--- START ---
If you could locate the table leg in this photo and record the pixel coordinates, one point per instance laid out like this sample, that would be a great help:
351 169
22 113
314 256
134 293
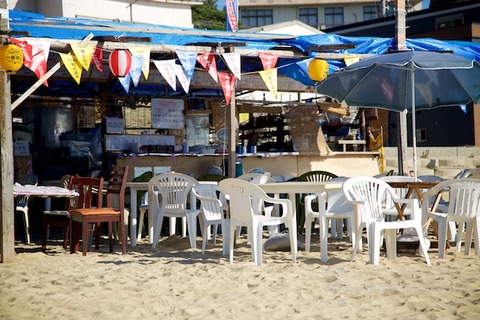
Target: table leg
133 214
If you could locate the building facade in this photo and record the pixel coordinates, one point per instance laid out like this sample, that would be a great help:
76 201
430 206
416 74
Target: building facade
319 14
161 12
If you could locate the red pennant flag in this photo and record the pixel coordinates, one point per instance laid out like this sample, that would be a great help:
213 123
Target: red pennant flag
269 60
207 60
97 57
227 80
27 51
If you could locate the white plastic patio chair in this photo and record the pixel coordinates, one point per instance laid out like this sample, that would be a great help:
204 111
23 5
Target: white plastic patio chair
367 194
171 192
243 210
463 208
331 206
21 203
211 213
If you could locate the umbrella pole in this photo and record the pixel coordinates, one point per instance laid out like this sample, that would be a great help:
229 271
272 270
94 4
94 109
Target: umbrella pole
414 122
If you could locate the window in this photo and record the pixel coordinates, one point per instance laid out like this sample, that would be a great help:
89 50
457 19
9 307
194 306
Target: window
370 13
449 22
308 16
333 17
256 18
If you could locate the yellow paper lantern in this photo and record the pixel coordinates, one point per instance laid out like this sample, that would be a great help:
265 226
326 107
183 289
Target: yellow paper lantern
317 69
11 58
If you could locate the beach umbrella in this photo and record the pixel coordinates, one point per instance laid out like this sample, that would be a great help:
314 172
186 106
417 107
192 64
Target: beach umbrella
409 80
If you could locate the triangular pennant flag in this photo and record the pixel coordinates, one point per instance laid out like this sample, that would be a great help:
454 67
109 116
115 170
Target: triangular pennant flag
144 53
233 63
136 69
269 60
207 60
40 45
39 66
125 81
84 53
188 60
97 58
27 50
350 59
270 79
227 80
165 67
73 66
182 77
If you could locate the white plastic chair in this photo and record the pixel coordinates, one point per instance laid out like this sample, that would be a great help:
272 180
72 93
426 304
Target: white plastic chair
331 206
463 207
367 194
389 206
21 204
211 212
244 212
171 192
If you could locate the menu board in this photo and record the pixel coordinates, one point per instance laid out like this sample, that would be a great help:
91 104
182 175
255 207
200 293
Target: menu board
167 114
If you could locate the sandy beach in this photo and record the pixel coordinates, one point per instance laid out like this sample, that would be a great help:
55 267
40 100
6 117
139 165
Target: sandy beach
177 282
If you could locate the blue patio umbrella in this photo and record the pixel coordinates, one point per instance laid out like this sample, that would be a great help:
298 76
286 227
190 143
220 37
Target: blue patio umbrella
410 80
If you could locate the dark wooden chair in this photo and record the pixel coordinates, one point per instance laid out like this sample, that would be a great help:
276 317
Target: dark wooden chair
87 189
114 212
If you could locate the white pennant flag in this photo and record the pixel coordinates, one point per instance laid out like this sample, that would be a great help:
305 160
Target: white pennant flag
125 81
165 67
233 63
182 77
136 69
40 45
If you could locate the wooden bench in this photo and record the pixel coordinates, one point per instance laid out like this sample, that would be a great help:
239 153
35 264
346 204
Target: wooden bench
352 143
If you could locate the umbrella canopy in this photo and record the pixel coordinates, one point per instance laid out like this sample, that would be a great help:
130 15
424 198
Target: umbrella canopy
412 80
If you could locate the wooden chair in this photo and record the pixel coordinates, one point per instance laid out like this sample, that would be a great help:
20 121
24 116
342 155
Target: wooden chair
113 212
86 187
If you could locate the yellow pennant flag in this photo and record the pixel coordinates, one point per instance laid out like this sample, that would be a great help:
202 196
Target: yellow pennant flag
84 53
270 78
142 52
73 66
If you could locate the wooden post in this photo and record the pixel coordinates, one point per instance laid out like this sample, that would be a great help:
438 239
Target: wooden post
400 45
7 234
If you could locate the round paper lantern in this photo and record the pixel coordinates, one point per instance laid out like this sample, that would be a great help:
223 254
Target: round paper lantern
120 62
317 69
11 58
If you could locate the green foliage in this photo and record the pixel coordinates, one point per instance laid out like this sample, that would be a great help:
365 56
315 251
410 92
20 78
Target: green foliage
207 16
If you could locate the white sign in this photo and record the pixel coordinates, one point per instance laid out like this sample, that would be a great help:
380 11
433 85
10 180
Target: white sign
167 113
115 125
21 148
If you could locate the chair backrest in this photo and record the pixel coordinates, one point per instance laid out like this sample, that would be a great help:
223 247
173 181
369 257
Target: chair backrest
210 200
316 176
243 197
87 189
250 176
116 188
463 196
174 189
368 193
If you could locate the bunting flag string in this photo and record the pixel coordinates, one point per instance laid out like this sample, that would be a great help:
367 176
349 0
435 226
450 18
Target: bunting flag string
187 60
270 78
269 60
144 53
233 62
165 67
84 53
207 60
73 66
227 81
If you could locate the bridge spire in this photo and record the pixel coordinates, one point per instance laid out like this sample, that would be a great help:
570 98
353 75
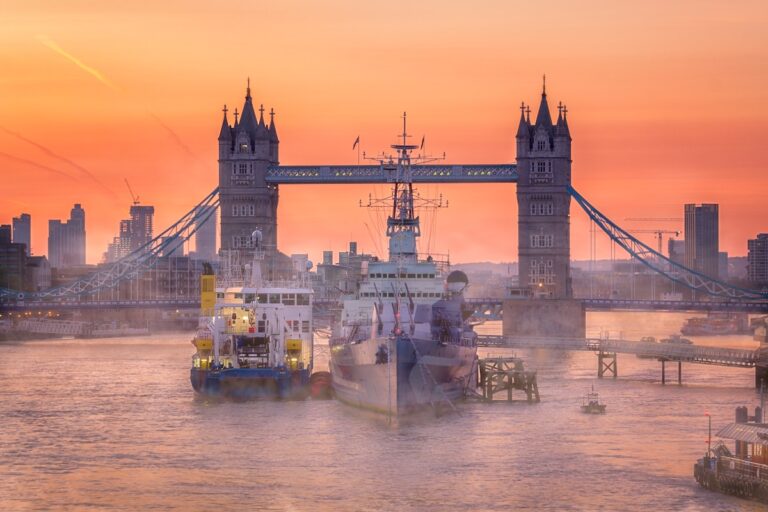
--- END ---
TASK BRIEF: Return the data above unchanged. Pictures are not part of the copy.

RESULT OF THIS EXERCISE:
If you could locate the table leg in this photo and record the pixel coordinates, one point per instance laid out like this sample, that would be a great help:
351 169
22 113
314 256
134 293
Target: table leg
133 214
If you could locate the building facade in this photo and record the pixel coordinates, one point per instance laid out like this sample, that would be a great help:
76 201
430 206
416 74
Target: building facade
319 14
161 12
If you could locate the red pennant flag in this photo and record the pixel coordinates, one point per instance laid out like this sample, that would be a great help:
213 123
Target: red pennant flag
269 60
207 60
97 57
227 80
27 51
If you could locate the white plastic patio chair in this photo and record the pixel coordinates, one point per instance laid out like this sample, that would be a great help:
204 111
23 5
Target: white plastic patio chair
367 194
171 192
243 210
463 208
331 206
21 203
211 213
If you could locate the umbrella pole in this photo and record the pixel coordinates, one point per instance laid out like this sample, that would be a great help:
229 271
272 270
94 4
94 109
Target: umbrella pole
414 122
If you could locate the window in this photo and record the pixel coordinates, one point per instance laid out like this sample, that would be a great help:
89 50
457 19
9 307
194 306
Target: window
370 13
449 22
308 16
333 17
256 18
If you could locate the yellow paper lantern in this photo and record the pixel coordinates, one point per instance laid out like this sample, that would be a great help:
265 226
326 107
183 289
Target: yellow paper lantern
317 69
11 58
If you could locate the beach umbrella in this photo and record the pixel coordinates, one point per instance laid out like this sample, that would be a great help:
314 172
186 106
417 107
192 64
Target: beach umbrella
409 80
If you could locate the triangular pennant flag in this photo and record the pixel coordinates, one point per instance laid out like this sample, that would be a great help:
454 67
109 116
115 170
Target: triangular pennant flag
144 53
233 63
136 69
269 60
207 60
40 45
39 66
125 81
84 53
188 60
97 58
27 50
350 59
270 79
227 80
165 67
73 66
182 77
If you could locate the white plastic chair in this photo and record the pixel coordinates, one point per instance laid out like this sample, that would be a great help:
272 180
72 93
426 304
Target: white plastic chair
331 206
463 207
367 194
389 206
21 204
211 212
244 212
171 192
If you could locate the menu board in this photo and record the pixel coordinates, one point per instance laid out like this sample, that would be a great help:
91 104
182 175
255 207
200 293
Target: menu board
167 114
If you could locate the sandy beach in this photo and record the pixel coordinates, one point per instance laid out like this sample, that would be a great help:
55 267
40 100
6 117
139 165
Target: sandy beach
177 282
If you could locate the blue patio umbrella in this photo and record the pixel coordinates, one point per instance laid out like this sample, that would be a great help:
298 76
286 227
190 143
220 37
Target: blue patio umbrella
410 80
If you could locate the dark wooden chair in this photo and record the pixel coordinates, one point per instance laid out like this sample, that would be a great help:
276 317
Target: dark wooden chair
87 189
114 212
If you could locate the white pennant flag in this photo and record the pixel coordinates, one point per instance laid out like this sample, that would be a great help:
305 160
Target: white pennant flag
125 81
165 67
233 63
182 77
136 69
40 45
If you could locate the wooden bench in this photo and record the pixel coordinates, one point per instance laid out like this sample, that would be a great help:
239 153
35 264
346 204
Target: wooden bench
352 143
If you could locate the umbrella canopy in this photo and record the pixel coordinates, one point per instance laid out like this sample, that would be a great help:
130 15
424 198
Target: umbrella canopy
412 80
If you could locate the wooden chair in this photo and record the pixel coordinates, one point per instance laid out like this sample, that would be a great help:
20 121
24 116
342 155
Target: wooden chair
113 212
86 187
If you could locate the yellow pennant flag in this photo and record the pixel coordinates, one point per instance laid out like this sample, that would be a great help:
202 196
Target: yellow pennant flag
84 53
270 78
142 52
73 66
If you could locate the wooden post in this photo and record the pixel coordinates, one point per instance laid out like this sample, that would be a great help:
438 239
Target: wooden post
400 45
7 234
If you could locate the round paper lantern in this photo and record the pixel coordinates, one point per instance laid out like this sample, that would be a great help:
223 254
Target: round paper lantern
120 62
317 69
11 58
If you could locate the green foliage in this photo and record the pixel coordinates, one point per instance laid out like this sample, that would be a great help:
365 56
315 251
410 92
20 78
Target: green foliage
207 16
If you could locate the white sign in this photo and record the pixel coordinates, one point per instance laid out like this sample, that would be a great help:
380 11
433 85
10 180
Target: white sign
167 113
115 125
21 148
If you could locate the chair backrest in this photo and record the pixel coordinates, one point per instance laid out like this sample, that would be a great help:
223 247
173 181
369 257
Target: chair backrest
210 200
316 176
243 197
87 189
250 176
116 188
463 196
174 189
368 193
If you could locate the bunting flag string in this photo and record the pixel coordinates, one point per instance laid out like this sample, that would be a great help:
367 176
349 0
435 226
450 18
Target: bunting flag string
187 60
270 78
269 60
144 53
233 62
165 67
84 53
207 60
73 66
227 81
If you could locate the bridge spire in this photo and record the pixel coordinates, one point per instance laid out like this sample, that would be a great help:
570 98
353 75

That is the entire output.